_Exercise passage:_
• DJ

    Actually the article says one per 25,000 people, not homes. That means 12,000 of them buried around the country to power everyone. I wonder what happens after five years? Replace it? Recycle it? Refill it? Leave it be and bury another?

    Also from the article:

    “Could I dig one up in the middle of the night and use the materials inside to make a bomb? What to we do with the waste at the end of those five years? Where are we going to get all the uranium necessary? These are nuclear questions that nuclear experts tend to not want to answer.”

  • paradoctor

    I have 4 issues with nukes: mining, operation, disposal and dependency.

    I think the nuclear people have made progress on operational safety. “Passive stability” designs show that they have done their homework.

    Mining remains disruptive; and waste disposal extremely serious. Perhaps reprocessing and breeders can mititgate both problems – to some extent. However I prefer solving problems to managing them; and better yet, not creating the problem in the first place. The nuclear industry has made its case about operational safety, but has yet to convince me they have disposal safety in hand.

    Worst of all is that they remain in the ‘energy market’ paradigm. But what those 25000 individuals want to buy isn’t energy, measured in kilowatt-hours; it’s power, measured in kilowatts. However safe the nuclear battery is, it still runs down in 5 years, and then you need to buy another. But sun towers, hydropower dams, wind farms, and geothermal plants just need maintenance. I call renewable energy ‘owned power’, and fuel-based energy ‘rented power’. Owned power implies independence.

_To do:_ Extract the stretch of the comment thread from "Mining remains disruptive;" through "power implies independence.". The entries that come next aren't needed for anything here.

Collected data
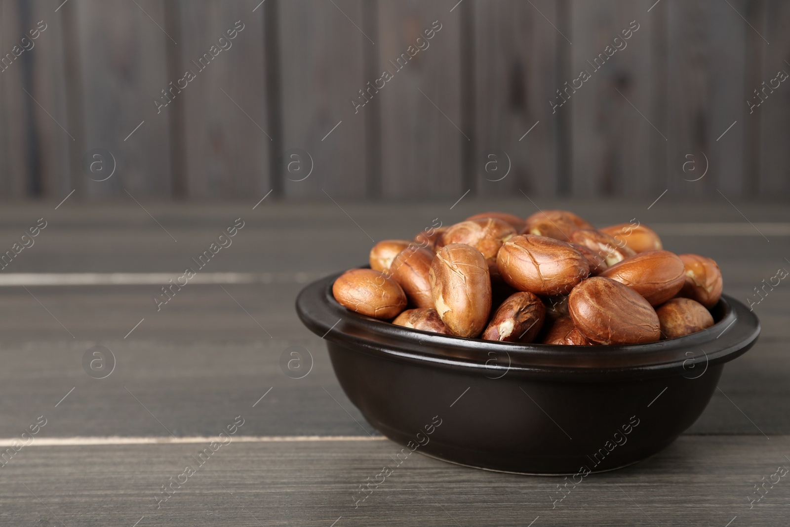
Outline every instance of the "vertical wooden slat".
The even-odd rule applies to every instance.
[[[324,189],[333,198],[364,196],[370,108],[355,113],[350,102],[366,81],[363,47],[373,45],[361,32],[362,2],[297,0],[279,7],[285,194],[326,199]],[[295,149],[309,156],[291,157]],[[313,171],[300,181],[310,158]]]
[[[260,6],[253,8],[258,9]],[[272,139],[269,149],[269,182],[273,198],[284,193],[282,159],[283,109],[282,68],[280,60],[280,2],[269,0],[263,5],[263,52],[265,62],[265,99],[269,134]]]
[[[667,186],[672,194],[719,196],[717,189],[730,195],[741,190],[748,126],[744,40],[752,30],[735,12],[743,10],[743,2],[731,3],[668,2]],[[706,167],[705,177],[694,181]]]
[[[63,61],[63,25],[51,6],[30,2],[30,28],[40,21],[47,29],[36,40],[30,54],[32,85],[31,93],[41,104],[33,113],[33,126],[38,137],[39,170],[41,195],[66,197],[70,187],[69,149],[75,142],[77,130],[69,126],[66,69]],[[25,96],[27,96],[25,95]],[[61,128],[62,126],[63,128]],[[68,133],[64,130],[68,130]]]
[[[256,3],[181,2],[182,68],[195,74],[181,94],[191,197],[252,198],[270,186],[263,17],[253,12]],[[243,28],[228,40],[237,23]],[[198,59],[210,57],[212,46],[220,49],[220,38],[230,47],[202,66]]]
[[[669,42],[668,28],[668,13],[669,2],[661,2],[651,4],[648,7],[648,14],[651,17],[650,32],[650,75],[652,85],[651,96],[651,120],[659,130],[669,130],[667,119],[667,107],[669,101],[667,98],[668,70],[669,69],[668,53]],[[668,190],[667,182],[669,179],[668,173],[668,151],[669,141],[664,141],[659,135],[653,135],[649,141],[649,158],[645,167],[649,175],[650,184],[647,189],[649,198],[663,195]],[[675,175],[672,177],[676,177]],[[652,201],[652,200],[651,200]]]
[[[65,182],[68,195],[75,190],[75,198],[85,195],[85,189],[89,180],[83,173],[82,156],[85,150],[85,114],[82,78],[82,46],[85,37],[81,34],[79,2],[69,2],[60,6],[58,13],[62,26],[63,69],[66,71],[63,90],[66,100],[64,124],[74,138],[68,143],[69,179]],[[56,197],[59,197],[56,196]]]
[[[92,0],[76,7],[85,148],[106,149],[117,164],[112,178],[88,180],[85,191],[126,197],[126,189],[135,197],[169,196],[168,115],[157,115],[152,103],[168,82],[165,48],[175,45],[162,29],[162,5],[154,0]]]
[[[790,62],[790,32],[788,32],[790,27],[790,4],[772,0],[766,4],[765,13],[763,35],[771,43],[763,48],[765,59],[762,71],[765,73],[760,82],[766,81],[768,85],[780,70],[790,74],[790,64],[788,64]],[[773,84],[776,85],[776,82]],[[787,197],[790,191],[790,149],[788,148],[790,137],[790,79],[781,82],[773,93],[766,92],[769,93],[769,98],[755,110],[762,119],[759,192],[766,196]],[[747,93],[747,96],[753,94],[753,92]],[[754,181],[754,178],[749,179]]]
[[[3,56],[11,53],[11,49],[21,37],[19,34],[22,27],[20,21],[19,3],[16,0],[3,0],[2,2],[2,38],[0,39]],[[35,48],[34,48],[35,50]],[[22,54],[28,54],[25,51]],[[24,75],[19,59],[3,65],[6,68],[0,73],[0,119],[3,126],[0,126],[0,185],[4,198],[20,198],[28,193],[28,178],[30,171],[28,137],[30,121],[28,119],[28,95],[22,90]],[[32,102],[32,101],[31,101]]]
[[[644,195],[649,188],[645,163],[650,142],[655,136],[664,140],[661,133],[666,136],[665,130],[656,130],[649,122],[649,14],[641,3],[617,0],[576,1],[571,10],[573,73],[561,88],[572,87],[582,70],[590,75],[575,93],[568,89],[568,102],[558,109],[572,113],[573,192],[578,196]],[[623,40],[622,32],[632,21],[638,29]],[[596,62],[599,55],[611,54],[615,38],[625,47]]]
[[[507,176],[495,181],[504,176],[507,159],[495,160],[498,174],[484,173],[478,154],[480,195],[520,196],[521,189],[529,195],[551,196],[557,190],[557,119],[547,104],[556,89],[557,30],[540,14],[555,20],[556,13],[552,2],[533,3],[476,5],[479,149],[503,151],[511,165]]]
[[[705,134],[705,152],[710,168],[704,179],[689,183],[690,185],[705,183],[705,191],[720,199],[716,189],[728,196],[740,194],[746,174],[744,127],[739,125],[749,117],[744,102],[747,96],[743,79],[747,62],[750,60],[746,55],[746,36],[753,30],[732,9],[734,6],[743,9],[745,2],[731,3],[732,6],[726,2],[708,0],[704,6],[705,24],[709,36],[705,44],[709,50],[709,78],[705,92],[709,97],[707,119],[709,130]],[[733,122],[735,124],[728,130]],[[684,175],[688,179],[695,179]]]
[[[460,197],[467,190],[462,188],[461,145],[471,139],[457,128],[461,122],[461,24],[459,9],[450,12],[456,3],[378,6],[378,65],[393,77],[368,104],[381,105],[385,196]],[[427,41],[428,47],[397,66],[397,58],[408,57],[409,47],[416,49],[417,38],[424,38],[423,32],[434,21],[441,29]]]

_Exercise output:_
Mining remains disruptive; and waste disposal extremely serious. Perhaps reprocessing and breeders can mititgate both problems – to some extent. However I prefer solving problems to managing them; and better yet, not creating the problem in the first place. The nuclear industry has made its case about operational safety, but has yet to convince me they have disposal safety in hand.

    Worst of all is that they remain in the ‘energy market’ paradigm. But what those 25000 individuals want to buy isn’t energy, measured in kilowatt-hours; it’s power, measured in kilowatts. However safe the nuclear battery is, it still runs down in 5 years, and then you need to buy another. But sun towers, hydropower dams, wind farms, and geothermal plants just need maintenance. I call renewable energy ‘owned power’, and fuel-based energy ‘rented power’. Owned power implies independence.